>> Start Stored rows

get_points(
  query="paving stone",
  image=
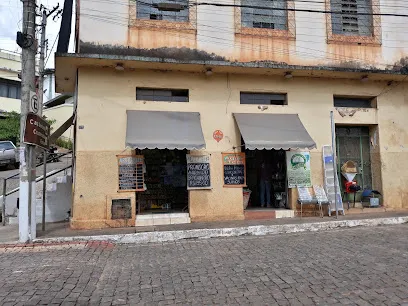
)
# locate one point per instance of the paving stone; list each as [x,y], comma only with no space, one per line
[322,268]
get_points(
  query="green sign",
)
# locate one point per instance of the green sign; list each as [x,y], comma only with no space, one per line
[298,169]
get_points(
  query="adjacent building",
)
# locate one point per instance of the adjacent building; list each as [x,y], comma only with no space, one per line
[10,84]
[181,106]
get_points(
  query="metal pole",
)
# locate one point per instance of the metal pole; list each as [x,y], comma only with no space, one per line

>> End Stored rows
>> Start Stored rows

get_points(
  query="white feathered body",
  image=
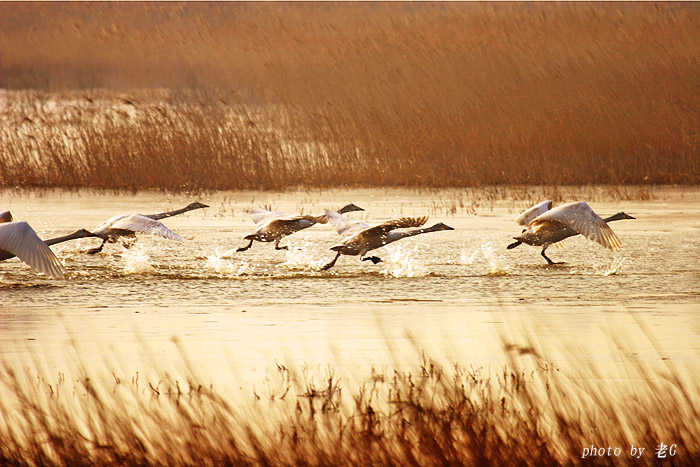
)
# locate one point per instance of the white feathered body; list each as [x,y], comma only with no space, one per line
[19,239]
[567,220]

>> End Stored rows

→ **Required work**:
How many lines in the records contain the string "sign", with case counting? Reply with the number alone.

→ **Solution to this task**:
2